Exercise brief: Turn every line of the data below into a Markdown table with the columns Row and Line, numbering the rows and skipping any blank lines. Leave the pictures out of your answer.

[Point annotation data]
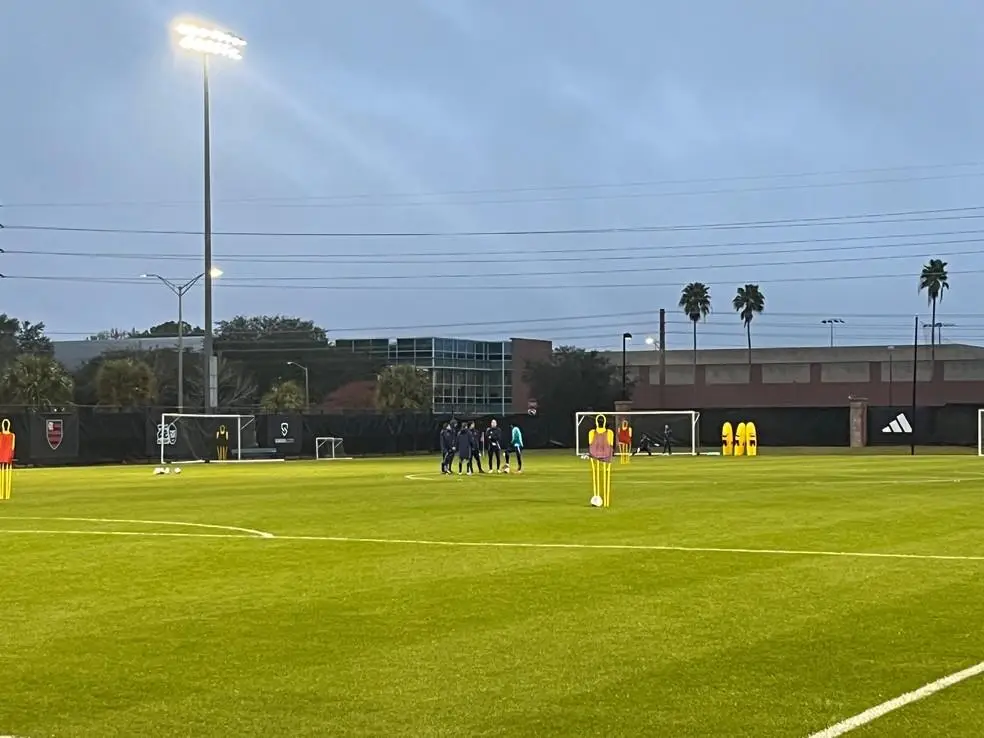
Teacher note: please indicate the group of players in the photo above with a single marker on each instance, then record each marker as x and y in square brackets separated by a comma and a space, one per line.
[469, 444]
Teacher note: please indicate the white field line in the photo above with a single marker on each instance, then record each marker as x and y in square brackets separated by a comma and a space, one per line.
[857, 721]
[247, 531]
[502, 544]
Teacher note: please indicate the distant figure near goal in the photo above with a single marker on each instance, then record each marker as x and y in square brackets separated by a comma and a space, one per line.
[7, 445]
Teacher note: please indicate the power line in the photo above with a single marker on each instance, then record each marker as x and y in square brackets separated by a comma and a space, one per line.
[327, 200]
[563, 255]
[280, 283]
[967, 213]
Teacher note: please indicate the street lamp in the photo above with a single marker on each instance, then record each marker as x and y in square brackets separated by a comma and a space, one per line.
[307, 386]
[626, 337]
[180, 290]
[208, 41]
[832, 322]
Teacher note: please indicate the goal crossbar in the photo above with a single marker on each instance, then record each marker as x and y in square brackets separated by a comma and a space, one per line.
[330, 448]
[683, 424]
[167, 432]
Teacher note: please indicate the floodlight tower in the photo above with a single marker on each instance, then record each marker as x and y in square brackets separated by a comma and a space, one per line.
[207, 40]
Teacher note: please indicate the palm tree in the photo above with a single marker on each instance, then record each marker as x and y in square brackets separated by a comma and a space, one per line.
[934, 280]
[37, 381]
[695, 301]
[749, 302]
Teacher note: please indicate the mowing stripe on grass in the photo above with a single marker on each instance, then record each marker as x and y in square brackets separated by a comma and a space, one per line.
[248, 531]
[504, 544]
[908, 698]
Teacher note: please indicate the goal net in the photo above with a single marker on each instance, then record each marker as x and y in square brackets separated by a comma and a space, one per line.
[189, 437]
[653, 431]
[329, 448]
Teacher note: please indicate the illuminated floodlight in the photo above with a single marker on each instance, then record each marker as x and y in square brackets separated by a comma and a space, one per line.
[210, 41]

Answer to this task:
| Row | Line |
|---|---|
| 1 | Teacher note: please indicate the group of players in the photo above with a single marker on each instance, then record each marker as x and y in square brackets separated by a comma and a space, one per line. |
| 2 | [469, 444] |
| 3 | Teacher note: please indicate the white field line in the photo above with a single marker on each instance, then record each marker as x and y in square brackets separated by a comma and a space, one per line. |
| 4 | [857, 721] |
| 5 | [247, 531] |
| 6 | [502, 544] |
| 7 | Teacher note: please indicate the distant figure near goal in the photo above with a single marker on each instance, then record each marker as x and y in square brackets separated by a comma and a space, one per line. |
| 8 | [7, 445] |
| 9 | Teacher note: please indicate the power line in the photo above with a single marker on each instance, then record each marker as x and y in square brackets separated by a comma and a space, one per line. |
| 10 | [327, 200] |
| 11 | [563, 255] |
| 12 | [280, 283] |
| 13 | [967, 213] |
| 14 | Teacher note: please indicate the street lamp in the photo above with a single marker on each instance, then record each marker as x and y in square brackets separated by a comma and a space, one per line. |
| 15 | [307, 386] |
| 16 | [626, 337] |
| 17 | [180, 290] |
| 18 | [208, 41] |
| 19 | [832, 322] |
| 20 | Teacher note: please indicate the goal crossbar in the photo above with a single marker on each instance, then record each marker as x and y in square brackets separated by a comma and a space, one per line. |
| 21 | [330, 448] |
| 22 | [683, 424] |
| 23 | [167, 432] |
| 24 | Teacher note: please indicate the floodlight tower in the photo above with a single marker on each instance, then record each marker as x and y in square brackets separated by a comma and a space, one per line. |
| 25 | [207, 40] |
| 26 | Teacher note: please indicate the palm tree in the photo above with a single marker on each instance, then record each marker as x and y in square brackets separated by a comma and a space, one per line. |
| 27 | [934, 280] |
| 28 | [37, 381] |
| 29 | [695, 301] |
| 30 | [749, 302] |
| 31 | Teacher note: please indicate the mowing stripe on grass in the photo above with a single marker on each instance, then record each marker as x and y in square brackets separated by a comma and a space, one per line. |
| 32 | [248, 531] |
| 33 | [504, 544] |
| 34 | [908, 698] |
| 35 | Teacher note: please indicate the goal net in the photo above with a single marker on each instance, then record each marker as x and y in square brackets separated by a comma and a space, one per line. |
| 36 | [189, 437] |
| 37 | [653, 431] |
| 38 | [329, 448] |
| 39 | Teacher note: please indicate the illuminated floodlight in the photo above with a single marker on each instance, then record each marker as x and y in square brackets separated by a comma and a space, one per line. |
| 40 | [210, 41] |